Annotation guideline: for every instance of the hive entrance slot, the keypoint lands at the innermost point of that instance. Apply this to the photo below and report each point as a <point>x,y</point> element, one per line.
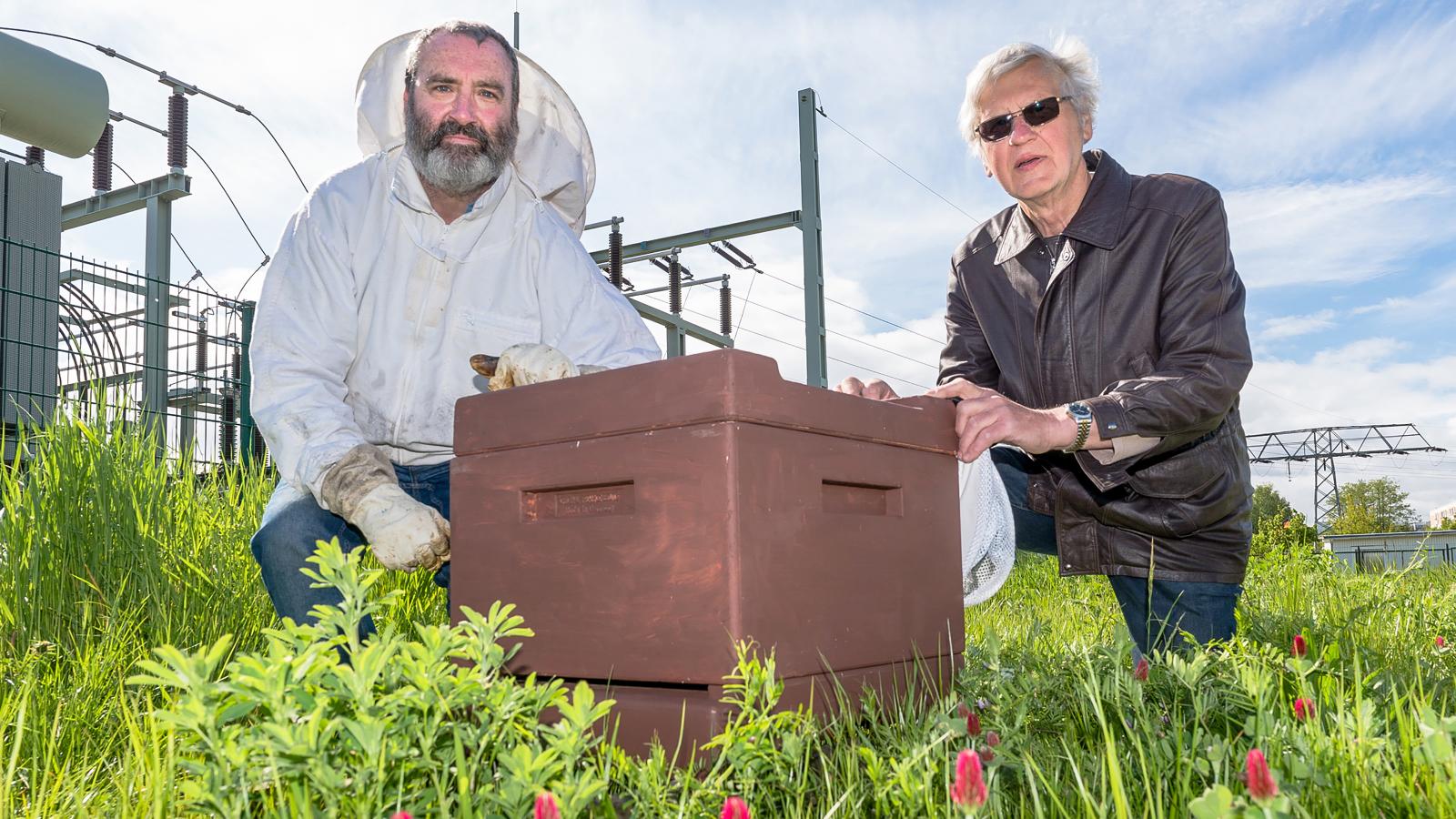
<point>596,500</point>
<point>842,497</point>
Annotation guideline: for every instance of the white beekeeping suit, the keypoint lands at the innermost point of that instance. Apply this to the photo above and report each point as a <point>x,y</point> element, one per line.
<point>987,533</point>
<point>373,305</point>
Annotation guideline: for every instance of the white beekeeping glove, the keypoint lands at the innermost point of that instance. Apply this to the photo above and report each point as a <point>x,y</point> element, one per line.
<point>400,531</point>
<point>521,365</point>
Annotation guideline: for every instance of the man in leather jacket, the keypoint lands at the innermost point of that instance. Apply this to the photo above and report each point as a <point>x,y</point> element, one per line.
<point>1097,327</point>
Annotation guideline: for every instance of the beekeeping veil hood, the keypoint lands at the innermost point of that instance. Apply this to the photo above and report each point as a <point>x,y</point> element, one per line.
<point>552,157</point>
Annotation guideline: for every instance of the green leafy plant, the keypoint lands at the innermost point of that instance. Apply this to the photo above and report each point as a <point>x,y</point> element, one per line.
<point>433,723</point>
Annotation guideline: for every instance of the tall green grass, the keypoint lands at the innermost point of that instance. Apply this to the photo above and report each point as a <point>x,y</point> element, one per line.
<point>106,552</point>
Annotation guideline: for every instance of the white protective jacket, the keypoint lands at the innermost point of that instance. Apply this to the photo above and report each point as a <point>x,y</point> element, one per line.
<point>373,307</point>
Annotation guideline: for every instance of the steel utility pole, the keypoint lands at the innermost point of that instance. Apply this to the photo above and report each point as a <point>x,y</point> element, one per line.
<point>1322,445</point>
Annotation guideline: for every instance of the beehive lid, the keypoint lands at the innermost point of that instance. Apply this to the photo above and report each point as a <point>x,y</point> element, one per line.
<point>724,385</point>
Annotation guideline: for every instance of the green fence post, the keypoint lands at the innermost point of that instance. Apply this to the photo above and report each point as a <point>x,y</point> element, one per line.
<point>245,402</point>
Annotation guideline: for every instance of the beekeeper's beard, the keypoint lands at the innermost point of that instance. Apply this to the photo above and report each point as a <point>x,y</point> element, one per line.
<point>458,169</point>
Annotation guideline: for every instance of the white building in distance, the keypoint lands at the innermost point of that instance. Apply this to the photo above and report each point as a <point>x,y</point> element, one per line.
<point>1438,515</point>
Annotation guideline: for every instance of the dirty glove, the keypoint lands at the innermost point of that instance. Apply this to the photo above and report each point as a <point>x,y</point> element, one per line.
<point>521,365</point>
<point>402,532</point>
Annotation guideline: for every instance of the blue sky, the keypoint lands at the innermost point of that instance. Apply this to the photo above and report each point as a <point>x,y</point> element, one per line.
<point>1327,126</point>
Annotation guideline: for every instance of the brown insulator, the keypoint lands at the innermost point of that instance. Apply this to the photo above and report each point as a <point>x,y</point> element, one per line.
<point>177,130</point>
<point>101,162</point>
<point>615,257</point>
<point>674,286</point>
<point>200,358</point>
<point>725,309</point>
<point>228,430</point>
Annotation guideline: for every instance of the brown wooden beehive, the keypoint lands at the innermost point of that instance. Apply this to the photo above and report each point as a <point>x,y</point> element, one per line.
<point>644,519</point>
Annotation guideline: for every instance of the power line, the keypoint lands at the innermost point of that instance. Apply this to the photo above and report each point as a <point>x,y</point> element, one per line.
<point>208,165</point>
<point>197,271</point>
<point>800,347</point>
<point>756,268</point>
<point>848,337</point>
<point>1298,404</point>
<point>895,165</point>
<point>177,84</point>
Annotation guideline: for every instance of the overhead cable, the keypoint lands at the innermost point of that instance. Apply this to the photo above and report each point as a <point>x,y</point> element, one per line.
<point>175,84</point>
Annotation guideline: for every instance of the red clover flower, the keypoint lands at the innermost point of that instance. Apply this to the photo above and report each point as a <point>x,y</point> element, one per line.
<point>1303,709</point>
<point>1259,777</point>
<point>546,806</point>
<point>735,807</point>
<point>968,789</point>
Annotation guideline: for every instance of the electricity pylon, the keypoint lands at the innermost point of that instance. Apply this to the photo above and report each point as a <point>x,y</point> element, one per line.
<point>1322,445</point>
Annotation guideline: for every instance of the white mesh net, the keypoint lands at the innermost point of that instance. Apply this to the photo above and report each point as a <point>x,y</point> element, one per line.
<point>987,535</point>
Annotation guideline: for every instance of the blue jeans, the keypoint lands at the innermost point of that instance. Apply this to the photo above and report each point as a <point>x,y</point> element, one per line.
<point>288,537</point>
<point>1158,612</point>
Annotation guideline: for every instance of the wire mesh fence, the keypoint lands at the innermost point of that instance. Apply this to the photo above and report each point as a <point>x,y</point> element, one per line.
<point>77,336</point>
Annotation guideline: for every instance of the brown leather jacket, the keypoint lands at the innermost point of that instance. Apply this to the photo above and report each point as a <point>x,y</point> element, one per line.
<point>1145,325</point>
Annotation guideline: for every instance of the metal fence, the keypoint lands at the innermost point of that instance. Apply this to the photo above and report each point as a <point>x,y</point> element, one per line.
<point>77,334</point>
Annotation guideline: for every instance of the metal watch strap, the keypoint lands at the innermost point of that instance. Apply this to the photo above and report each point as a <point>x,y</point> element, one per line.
<point>1084,417</point>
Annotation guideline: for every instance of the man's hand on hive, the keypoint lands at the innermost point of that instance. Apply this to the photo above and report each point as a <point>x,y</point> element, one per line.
<point>528,363</point>
<point>986,417</point>
<point>874,388</point>
<point>402,532</point>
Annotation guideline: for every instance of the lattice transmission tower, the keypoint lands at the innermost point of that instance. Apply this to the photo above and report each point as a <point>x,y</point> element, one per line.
<point>1322,445</point>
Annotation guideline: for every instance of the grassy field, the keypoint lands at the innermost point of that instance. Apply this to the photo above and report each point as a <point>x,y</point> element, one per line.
<point>106,555</point>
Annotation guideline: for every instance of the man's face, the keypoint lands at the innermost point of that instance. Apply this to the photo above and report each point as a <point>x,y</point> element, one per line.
<point>1034,164</point>
<point>459,116</point>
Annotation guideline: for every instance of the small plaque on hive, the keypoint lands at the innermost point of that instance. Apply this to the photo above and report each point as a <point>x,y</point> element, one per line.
<point>579,501</point>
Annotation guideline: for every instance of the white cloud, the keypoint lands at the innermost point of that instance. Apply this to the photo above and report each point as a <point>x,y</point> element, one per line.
<point>1334,113</point>
<point>1307,232</point>
<point>1289,327</point>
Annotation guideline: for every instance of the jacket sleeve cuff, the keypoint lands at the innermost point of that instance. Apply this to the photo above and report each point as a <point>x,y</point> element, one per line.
<point>1108,470</point>
<point>1125,448</point>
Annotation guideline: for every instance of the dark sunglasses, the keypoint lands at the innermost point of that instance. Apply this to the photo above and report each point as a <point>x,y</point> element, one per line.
<point>1038,113</point>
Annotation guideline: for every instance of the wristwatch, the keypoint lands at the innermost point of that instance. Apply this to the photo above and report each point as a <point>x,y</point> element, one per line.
<point>1084,417</point>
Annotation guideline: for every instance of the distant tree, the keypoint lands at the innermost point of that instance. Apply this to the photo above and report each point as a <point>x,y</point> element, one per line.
<point>1372,506</point>
<point>1278,528</point>
<point>1269,504</point>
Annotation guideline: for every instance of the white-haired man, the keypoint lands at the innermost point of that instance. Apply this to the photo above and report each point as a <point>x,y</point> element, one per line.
<point>1097,327</point>
<point>393,273</point>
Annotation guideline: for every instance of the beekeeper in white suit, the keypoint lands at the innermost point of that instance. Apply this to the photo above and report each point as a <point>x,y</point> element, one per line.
<point>456,235</point>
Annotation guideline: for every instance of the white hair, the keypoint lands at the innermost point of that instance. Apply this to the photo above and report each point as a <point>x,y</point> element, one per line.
<point>1067,57</point>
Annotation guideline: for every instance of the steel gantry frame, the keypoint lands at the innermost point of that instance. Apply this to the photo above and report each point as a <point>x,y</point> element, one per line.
<point>1322,445</point>
<point>807,219</point>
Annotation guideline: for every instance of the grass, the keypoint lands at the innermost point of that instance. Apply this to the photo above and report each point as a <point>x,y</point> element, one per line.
<point>106,554</point>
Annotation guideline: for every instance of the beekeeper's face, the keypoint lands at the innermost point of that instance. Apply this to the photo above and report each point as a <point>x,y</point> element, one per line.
<point>460,118</point>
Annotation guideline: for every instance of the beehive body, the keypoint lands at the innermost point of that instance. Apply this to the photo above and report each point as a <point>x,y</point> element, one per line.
<point>645,519</point>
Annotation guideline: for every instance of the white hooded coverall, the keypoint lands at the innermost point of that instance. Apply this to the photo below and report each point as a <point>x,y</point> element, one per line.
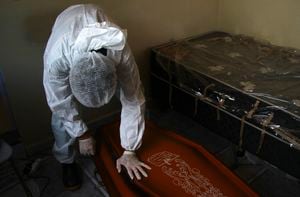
<point>61,50</point>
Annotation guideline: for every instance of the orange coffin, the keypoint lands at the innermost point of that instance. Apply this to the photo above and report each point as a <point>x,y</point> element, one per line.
<point>179,167</point>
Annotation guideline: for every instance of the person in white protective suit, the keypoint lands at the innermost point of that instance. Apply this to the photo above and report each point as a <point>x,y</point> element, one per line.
<point>86,59</point>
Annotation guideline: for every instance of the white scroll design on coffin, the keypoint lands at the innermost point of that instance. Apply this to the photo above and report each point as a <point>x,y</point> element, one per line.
<point>189,179</point>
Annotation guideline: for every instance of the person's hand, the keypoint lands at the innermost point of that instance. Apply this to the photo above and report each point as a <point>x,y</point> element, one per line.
<point>132,164</point>
<point>86,144</point>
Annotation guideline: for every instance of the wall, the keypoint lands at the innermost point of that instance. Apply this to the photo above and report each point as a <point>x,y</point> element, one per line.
<point>277,21</point>
<point>25,27</point>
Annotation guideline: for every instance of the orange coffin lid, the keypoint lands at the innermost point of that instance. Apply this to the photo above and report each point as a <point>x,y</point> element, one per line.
<point>179,167</point>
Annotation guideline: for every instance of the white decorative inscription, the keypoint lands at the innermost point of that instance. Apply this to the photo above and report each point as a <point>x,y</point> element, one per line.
<point>189,179</point>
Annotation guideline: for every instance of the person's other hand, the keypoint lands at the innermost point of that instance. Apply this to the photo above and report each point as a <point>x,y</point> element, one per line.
<point>132,164</point>
<point>87,146</point>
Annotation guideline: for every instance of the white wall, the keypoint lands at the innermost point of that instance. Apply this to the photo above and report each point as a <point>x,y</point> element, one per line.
<point>25,27</point>
<point>277,21</point>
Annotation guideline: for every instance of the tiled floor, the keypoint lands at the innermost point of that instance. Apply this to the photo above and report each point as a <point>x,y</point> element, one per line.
<point>262,177</point>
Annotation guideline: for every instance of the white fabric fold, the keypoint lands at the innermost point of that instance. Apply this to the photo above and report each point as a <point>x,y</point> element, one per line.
<point>100,35</point>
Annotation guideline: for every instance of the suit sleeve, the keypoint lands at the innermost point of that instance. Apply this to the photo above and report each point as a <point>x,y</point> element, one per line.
<point>60,98</point>
<point>133,102</point>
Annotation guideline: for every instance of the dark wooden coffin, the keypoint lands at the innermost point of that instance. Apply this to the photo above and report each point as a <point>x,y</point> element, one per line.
<point>242,89</point>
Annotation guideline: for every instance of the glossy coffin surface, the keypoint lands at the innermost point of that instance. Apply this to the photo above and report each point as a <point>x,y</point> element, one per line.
<point>179,167</point>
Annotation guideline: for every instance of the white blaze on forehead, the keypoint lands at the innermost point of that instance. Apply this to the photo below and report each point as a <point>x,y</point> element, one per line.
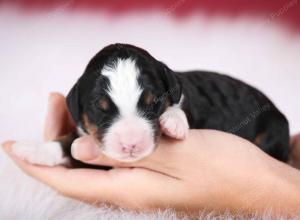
<point>124,89</point>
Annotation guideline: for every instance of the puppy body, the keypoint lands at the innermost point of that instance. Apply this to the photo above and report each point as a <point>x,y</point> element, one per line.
<point>126,99</point>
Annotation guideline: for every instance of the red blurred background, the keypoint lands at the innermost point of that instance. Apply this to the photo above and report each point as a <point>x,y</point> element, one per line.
<point>287,11</point>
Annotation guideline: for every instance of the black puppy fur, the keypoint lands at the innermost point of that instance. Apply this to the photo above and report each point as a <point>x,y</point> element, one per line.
<point>211,101</point>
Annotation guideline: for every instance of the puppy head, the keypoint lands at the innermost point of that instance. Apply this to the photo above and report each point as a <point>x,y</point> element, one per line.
<point>119,99</point>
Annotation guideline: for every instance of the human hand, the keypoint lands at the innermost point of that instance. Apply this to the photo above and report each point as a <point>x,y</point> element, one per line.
<point>209,170</point>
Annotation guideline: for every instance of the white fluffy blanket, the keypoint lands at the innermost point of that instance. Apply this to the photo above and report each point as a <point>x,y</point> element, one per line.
<point>48,52</point>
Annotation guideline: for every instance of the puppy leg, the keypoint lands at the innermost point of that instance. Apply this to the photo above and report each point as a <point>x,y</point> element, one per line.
<point>173,122</point>
<point>44,153</point>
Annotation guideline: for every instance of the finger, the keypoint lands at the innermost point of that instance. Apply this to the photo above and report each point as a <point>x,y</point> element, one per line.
<point>124,187</point>
<point>69,182</point>
<point>58,119</point>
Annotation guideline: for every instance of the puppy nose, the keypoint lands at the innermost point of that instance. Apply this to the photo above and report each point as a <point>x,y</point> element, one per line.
<point>127,148</point>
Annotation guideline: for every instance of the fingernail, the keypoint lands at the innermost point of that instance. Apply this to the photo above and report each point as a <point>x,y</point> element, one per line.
<point>83,150</point>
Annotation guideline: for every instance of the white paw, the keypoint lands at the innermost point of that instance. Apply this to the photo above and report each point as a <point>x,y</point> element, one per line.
<point>47,153</point>
<point>173,122</point>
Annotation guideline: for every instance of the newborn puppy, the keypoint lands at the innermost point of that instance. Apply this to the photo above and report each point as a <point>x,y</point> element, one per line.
<point>126,99</point>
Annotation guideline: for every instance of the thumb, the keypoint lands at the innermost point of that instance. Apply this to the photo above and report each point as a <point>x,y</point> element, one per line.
<point>87,150</point>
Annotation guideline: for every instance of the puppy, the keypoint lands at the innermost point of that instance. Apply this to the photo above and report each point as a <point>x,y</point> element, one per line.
<point>126,99</point>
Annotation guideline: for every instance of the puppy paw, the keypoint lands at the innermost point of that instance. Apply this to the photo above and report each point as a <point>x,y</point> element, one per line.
<point>173,122</point>
<point>48,153</point>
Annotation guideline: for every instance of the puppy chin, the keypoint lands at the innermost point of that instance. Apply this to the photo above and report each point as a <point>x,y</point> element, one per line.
<point>127,157</point>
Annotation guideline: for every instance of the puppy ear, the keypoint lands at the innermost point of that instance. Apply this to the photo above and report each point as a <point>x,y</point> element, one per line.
<point>73,103</point>
<point>172,84</point>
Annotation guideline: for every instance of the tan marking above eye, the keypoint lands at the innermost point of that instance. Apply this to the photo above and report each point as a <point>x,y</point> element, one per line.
<point>103,104</point>
<point>149,98</point>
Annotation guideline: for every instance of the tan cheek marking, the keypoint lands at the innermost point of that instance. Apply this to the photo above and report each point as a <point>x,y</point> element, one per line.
<point>90,127</point>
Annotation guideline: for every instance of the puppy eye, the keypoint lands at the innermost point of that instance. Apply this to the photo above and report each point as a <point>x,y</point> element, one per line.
<point>103,104</point>
<point>149,98</point>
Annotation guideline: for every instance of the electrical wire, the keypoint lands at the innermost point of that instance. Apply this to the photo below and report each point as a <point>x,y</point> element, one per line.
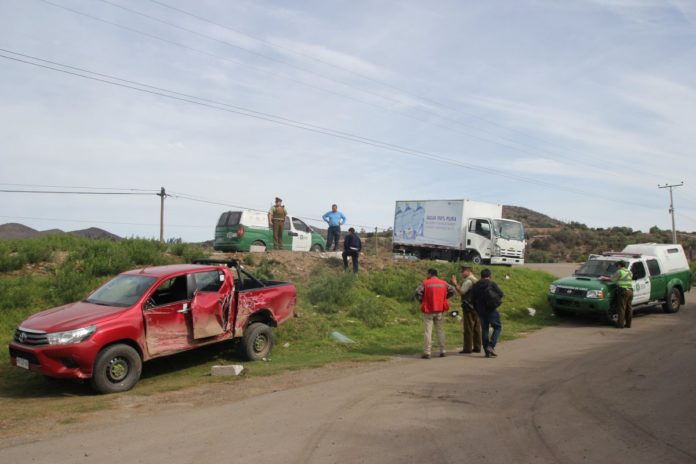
<point>505,141</point>
<point>104,78</point>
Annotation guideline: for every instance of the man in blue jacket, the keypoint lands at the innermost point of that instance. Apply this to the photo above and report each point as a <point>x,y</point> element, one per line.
<point>351,247</point>
<point>334,219</point>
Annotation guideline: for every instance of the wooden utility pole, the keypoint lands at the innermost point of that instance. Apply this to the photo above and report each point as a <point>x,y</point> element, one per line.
<point>376,243</point>
<point>162,195</point>
<point>671,208</point>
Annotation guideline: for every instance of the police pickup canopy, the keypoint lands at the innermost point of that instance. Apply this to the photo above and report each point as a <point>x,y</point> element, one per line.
<point>660,276</point>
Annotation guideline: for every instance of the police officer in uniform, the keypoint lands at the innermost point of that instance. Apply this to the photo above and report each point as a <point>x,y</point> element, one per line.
<point>624,294</point>
<point>276,219</point>
<point>471,321</point>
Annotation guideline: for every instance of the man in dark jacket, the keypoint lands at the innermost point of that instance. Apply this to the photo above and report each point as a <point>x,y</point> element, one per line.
<point>351,247</point>
<point>487,297</point>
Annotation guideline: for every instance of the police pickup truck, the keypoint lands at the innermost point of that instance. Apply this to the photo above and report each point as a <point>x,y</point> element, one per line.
<point>660,276</point>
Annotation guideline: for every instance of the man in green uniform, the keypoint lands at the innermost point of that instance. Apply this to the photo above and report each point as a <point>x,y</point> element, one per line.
<point>624,294</point>
<point>472,324</point>
<point>276,219</point>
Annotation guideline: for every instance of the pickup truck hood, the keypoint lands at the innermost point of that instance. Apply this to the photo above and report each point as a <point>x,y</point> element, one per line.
<point>589,283</point>
<point>71,316</point>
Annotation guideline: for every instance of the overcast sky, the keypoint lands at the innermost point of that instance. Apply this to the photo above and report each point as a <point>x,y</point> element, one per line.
<point>576,109</point>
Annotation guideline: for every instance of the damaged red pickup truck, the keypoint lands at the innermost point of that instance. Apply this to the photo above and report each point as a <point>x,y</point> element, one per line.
<point>151,312</point>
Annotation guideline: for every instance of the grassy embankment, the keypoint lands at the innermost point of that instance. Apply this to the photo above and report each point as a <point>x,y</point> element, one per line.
<point>375,309</point>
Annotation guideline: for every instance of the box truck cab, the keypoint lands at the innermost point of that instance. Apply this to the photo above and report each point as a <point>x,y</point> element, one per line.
<point>240,230</point>
<point>458,229</point>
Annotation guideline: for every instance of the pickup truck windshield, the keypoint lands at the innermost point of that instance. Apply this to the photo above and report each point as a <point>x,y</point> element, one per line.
<point>123,290</point>
<point>508,230</point>
<point>596,268</point>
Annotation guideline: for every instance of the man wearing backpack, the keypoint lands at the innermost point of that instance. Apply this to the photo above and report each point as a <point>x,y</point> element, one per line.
<point>487,297</point>
<point>472,324</point>
<point>433,294</point>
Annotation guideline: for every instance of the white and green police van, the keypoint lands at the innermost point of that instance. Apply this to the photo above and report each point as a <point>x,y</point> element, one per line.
<point>661,275</point>
<point>240,230</point>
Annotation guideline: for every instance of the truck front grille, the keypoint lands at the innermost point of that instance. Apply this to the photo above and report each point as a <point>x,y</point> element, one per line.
<point>30,337</point>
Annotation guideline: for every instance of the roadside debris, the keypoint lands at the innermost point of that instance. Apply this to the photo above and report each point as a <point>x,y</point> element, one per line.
<point>339,337</point>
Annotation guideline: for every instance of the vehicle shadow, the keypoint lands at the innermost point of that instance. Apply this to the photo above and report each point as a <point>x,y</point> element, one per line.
<point>18,384</point>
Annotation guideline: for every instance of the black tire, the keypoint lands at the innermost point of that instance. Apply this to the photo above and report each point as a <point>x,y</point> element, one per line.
<point>117,369</point>
<point>673,303</point>
<point>258,243</point>
<point>257,341</point>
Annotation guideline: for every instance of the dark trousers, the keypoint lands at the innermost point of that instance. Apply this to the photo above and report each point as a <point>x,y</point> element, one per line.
<point>278,235</point>
<point>354,257</point>
<point>488,319</point>
<point>472,331</point>
<point>623,307</point>
<point>333,236</point>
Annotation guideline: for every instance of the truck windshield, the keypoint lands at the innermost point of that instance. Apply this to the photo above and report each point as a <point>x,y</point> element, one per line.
<point>509,230</point>
<point>123,290</point>
<point>596,268</point>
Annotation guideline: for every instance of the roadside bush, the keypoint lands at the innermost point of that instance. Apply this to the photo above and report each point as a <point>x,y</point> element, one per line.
<point>329,291</point>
..............................
Copy the items verbatim, starting at the line that contains "Annotation guideline: for every instance of the police officer" and ending at the line that contains "<point>375,309</point>", with both of those lines included.

Annotation guideline: for every instance of the police officer in uniform, the keypoint lands at the innermost point of that instance. Apply this to the photo above and report each point as a <point>x,y</point> element, one per line.
<point>624,294</point>
<point>276,219</point>
<point>471,321</point>
Annotation guideline: for every instance of the man in dark jacket, the keypoint lands at the innermost point of that instance. Apply this to the photo above and report each point as a <point>x,y</point> element, one per line.
<point>351,247</point>
<point>487,297</point>
Annotation guideline: for every instance of the police pickup truck, the keypoint lands at the innermost point of that instance. Apply this to the photo above and report each point as a <point>x,y</point> element, one per line.
<point>660,276</point>
Annotation guideline: for every instance of the man in green uniform, the keypoint lands at the innermost point of that instance. Apply this to the photo above and report each point as a <point>x,y</point> element, one per line.
<point>624,294</point>
<point>472,324</point>
<point>276,219</point>
Annotation guideline: for every instance of the pickup truck hood, the keypoint lands at the innermost point of that instance. Apply this to the photo above and report each point as a <point>x,y</point> element, one per line.
<point>589,283</point>
<point>71,316</point>
Annotation guideline: for every instance of the overcast sky, the keypoint lands at the innermost point of that instance. Apply this to the photo above and report each point as a <point>x,y</point> element, one per line.
<point>576,109</point>
Annotation guideline: for every instance of the damaged red pickup truck, the keypoint lands at the innermost point of that instance. Apply this to the photo above and report each point as a <point>x,y</point> element, one per line.
<point>151,312</point>
Annotation guideline: for every instance of the grassy embankment, the keypoint lands at the innermost point of that instance. Apply this to the photo above and report each point as a <point>x,y</point> element, one per line.
<point>375,309</point>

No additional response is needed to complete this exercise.